▶ **BRIEF**
Go through the data line by line. Copy each one holding the string "building".

══════

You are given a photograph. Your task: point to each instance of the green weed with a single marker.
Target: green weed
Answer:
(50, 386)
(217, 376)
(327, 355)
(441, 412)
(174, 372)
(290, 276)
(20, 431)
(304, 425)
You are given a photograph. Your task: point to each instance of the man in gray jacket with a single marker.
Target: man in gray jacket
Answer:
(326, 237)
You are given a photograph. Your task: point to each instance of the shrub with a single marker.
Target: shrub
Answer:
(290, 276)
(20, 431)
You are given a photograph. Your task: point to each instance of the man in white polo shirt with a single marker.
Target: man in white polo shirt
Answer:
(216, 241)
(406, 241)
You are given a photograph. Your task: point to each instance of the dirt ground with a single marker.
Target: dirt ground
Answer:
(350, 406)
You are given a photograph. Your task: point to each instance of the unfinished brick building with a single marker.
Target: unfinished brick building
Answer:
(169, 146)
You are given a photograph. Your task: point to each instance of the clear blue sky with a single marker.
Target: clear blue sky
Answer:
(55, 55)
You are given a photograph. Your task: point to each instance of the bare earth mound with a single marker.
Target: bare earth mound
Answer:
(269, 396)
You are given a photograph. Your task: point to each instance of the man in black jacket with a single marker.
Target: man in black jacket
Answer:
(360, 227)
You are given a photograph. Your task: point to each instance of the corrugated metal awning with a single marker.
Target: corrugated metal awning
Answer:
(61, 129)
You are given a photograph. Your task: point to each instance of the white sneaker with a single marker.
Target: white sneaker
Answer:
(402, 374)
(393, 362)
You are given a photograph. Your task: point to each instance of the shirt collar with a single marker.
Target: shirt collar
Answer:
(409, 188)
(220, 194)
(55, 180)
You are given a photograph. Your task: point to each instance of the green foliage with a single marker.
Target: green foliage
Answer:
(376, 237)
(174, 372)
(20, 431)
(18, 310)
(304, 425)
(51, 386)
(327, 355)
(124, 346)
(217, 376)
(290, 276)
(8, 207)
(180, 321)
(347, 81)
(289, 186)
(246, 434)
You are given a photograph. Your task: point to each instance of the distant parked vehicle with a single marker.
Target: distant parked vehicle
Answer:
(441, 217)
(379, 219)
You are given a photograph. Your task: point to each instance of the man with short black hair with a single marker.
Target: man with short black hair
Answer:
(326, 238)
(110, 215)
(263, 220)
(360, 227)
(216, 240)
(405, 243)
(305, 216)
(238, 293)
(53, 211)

══════

▶ **SOLUTION TO THIS PROBLEM**
You are given a photograph. Your task: point to each instance of the unfinished brick building with a single marker.
Target: unfinished brick building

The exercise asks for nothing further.